**RAW DATA**
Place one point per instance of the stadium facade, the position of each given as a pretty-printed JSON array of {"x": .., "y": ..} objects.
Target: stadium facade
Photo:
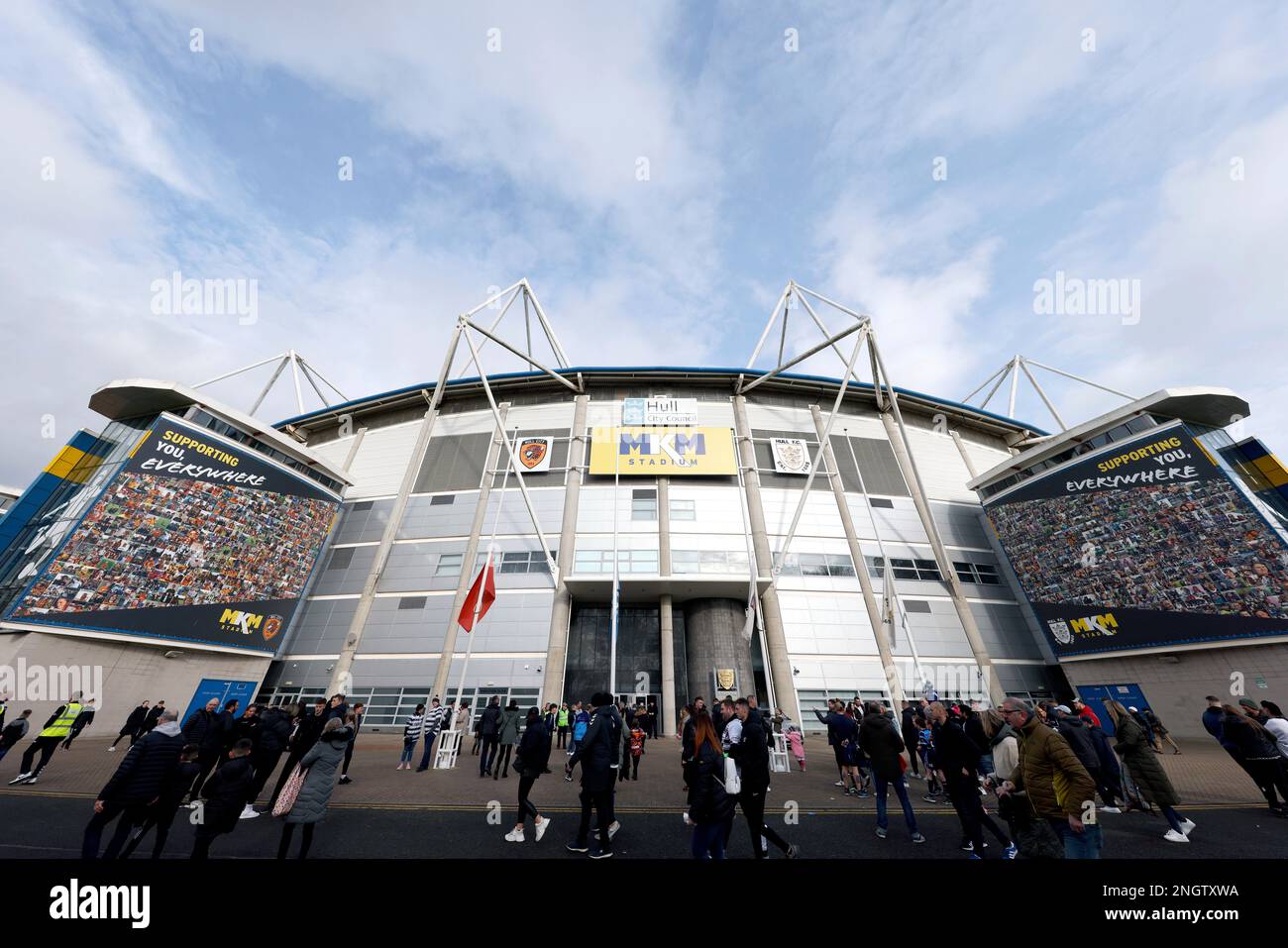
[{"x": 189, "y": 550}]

==

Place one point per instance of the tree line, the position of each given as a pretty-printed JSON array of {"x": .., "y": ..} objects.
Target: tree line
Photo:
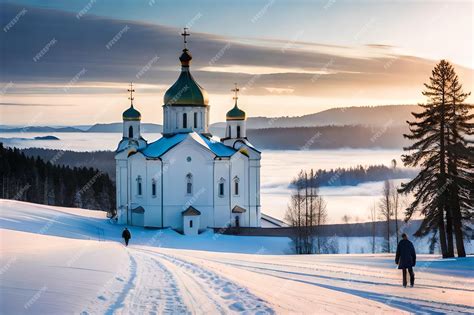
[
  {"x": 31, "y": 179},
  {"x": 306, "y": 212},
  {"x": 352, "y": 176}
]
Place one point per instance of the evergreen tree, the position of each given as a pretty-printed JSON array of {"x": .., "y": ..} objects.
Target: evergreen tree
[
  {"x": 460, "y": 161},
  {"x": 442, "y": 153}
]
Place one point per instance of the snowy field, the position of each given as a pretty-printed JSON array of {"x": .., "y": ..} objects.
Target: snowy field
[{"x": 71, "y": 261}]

**SET EXERCISE**
Collect each line of the data above that contains the string "JSON" and copy it out. Case counts, so a line only qualifies if the capitalization matches.

**SOLUTION**
Place one point per instance of the stadium facade, the position of each given as a pretty-printed JSON array of {"x": .., "y": ..} objects.
Place one point per instance of the tree line, the position of each given as a pretty-printed JSON array of {"x": .., "y": ..} objects.
Place one point per instance of the evergreen tree, the position of each given as a pretty-printed JSON array of {"x": .., "y": ..} objects.
Place one point per instance of the snowy field, the position of each given as a pretty-printed JSON array of {"x": .., "y": ..} objects.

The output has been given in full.